=== Task instructions ===
Return every line of the entries below that contains the word "white", matching case exactly.

=== Given entries ===

= = =

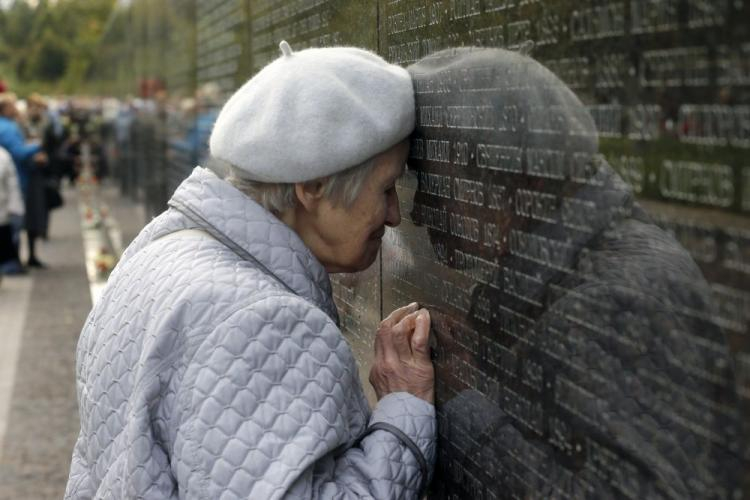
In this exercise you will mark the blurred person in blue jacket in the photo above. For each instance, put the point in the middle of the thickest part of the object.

= = =

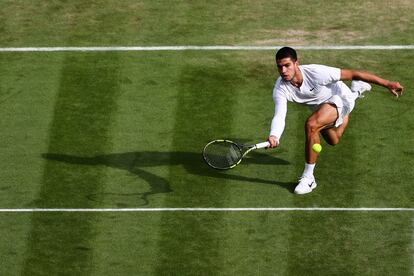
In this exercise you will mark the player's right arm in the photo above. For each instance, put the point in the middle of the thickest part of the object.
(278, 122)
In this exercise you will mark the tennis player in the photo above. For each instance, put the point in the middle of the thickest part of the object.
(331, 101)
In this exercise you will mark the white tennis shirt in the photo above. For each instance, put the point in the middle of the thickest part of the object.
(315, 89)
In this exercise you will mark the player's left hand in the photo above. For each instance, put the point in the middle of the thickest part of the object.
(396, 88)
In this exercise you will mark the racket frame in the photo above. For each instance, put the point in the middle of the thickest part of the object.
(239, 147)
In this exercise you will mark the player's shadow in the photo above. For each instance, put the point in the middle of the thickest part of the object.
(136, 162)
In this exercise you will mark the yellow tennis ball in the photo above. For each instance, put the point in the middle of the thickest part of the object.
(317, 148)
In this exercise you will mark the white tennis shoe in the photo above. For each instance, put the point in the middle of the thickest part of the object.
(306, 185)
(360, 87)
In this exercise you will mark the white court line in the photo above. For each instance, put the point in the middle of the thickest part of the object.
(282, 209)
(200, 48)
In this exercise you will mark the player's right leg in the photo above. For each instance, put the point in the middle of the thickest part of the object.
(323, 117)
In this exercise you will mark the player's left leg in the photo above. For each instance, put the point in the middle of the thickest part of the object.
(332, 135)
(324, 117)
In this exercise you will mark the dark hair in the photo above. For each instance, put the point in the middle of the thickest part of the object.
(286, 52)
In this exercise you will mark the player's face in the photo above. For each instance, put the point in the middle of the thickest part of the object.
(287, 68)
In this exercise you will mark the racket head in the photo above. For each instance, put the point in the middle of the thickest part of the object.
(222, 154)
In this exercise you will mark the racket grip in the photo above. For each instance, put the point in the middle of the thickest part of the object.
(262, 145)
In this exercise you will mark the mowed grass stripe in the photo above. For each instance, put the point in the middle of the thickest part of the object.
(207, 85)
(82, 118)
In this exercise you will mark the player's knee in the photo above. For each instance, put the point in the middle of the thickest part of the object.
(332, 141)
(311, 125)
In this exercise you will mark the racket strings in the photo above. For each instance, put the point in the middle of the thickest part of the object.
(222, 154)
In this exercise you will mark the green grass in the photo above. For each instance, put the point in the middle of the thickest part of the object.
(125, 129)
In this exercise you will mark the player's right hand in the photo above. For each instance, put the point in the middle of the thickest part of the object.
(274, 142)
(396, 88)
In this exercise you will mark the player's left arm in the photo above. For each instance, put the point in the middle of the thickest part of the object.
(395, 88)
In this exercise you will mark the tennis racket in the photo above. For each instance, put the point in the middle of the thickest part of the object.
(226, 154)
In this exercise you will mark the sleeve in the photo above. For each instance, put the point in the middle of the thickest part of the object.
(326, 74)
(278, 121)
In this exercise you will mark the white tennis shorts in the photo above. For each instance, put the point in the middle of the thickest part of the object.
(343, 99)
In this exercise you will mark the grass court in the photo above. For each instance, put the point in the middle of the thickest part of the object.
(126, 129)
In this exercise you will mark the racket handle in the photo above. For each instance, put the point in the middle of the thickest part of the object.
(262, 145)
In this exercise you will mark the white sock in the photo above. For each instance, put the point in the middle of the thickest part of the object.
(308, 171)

= = =

=== Result ===
In this exercise you will mark the white tennis shirt in the photo above. For each instance, put the point in the middle of the thickest part of the object.
In this exercise you will mark the white tennis shoe in the photo above. For each instance, put the point in the middle of the thickest part of the object.
In this exercise you will mark the white court line in the photo above. For each instance, put the point in the middle of the thickest part of the object.
In this exercise you will mark the white tennis shorts in the photo above. For each instance, put the point in the middle of the thickest part of the object.
In this exercise you will mark the white sock in the photo above. For each instance, put the point in the middle of the thickest part of the object.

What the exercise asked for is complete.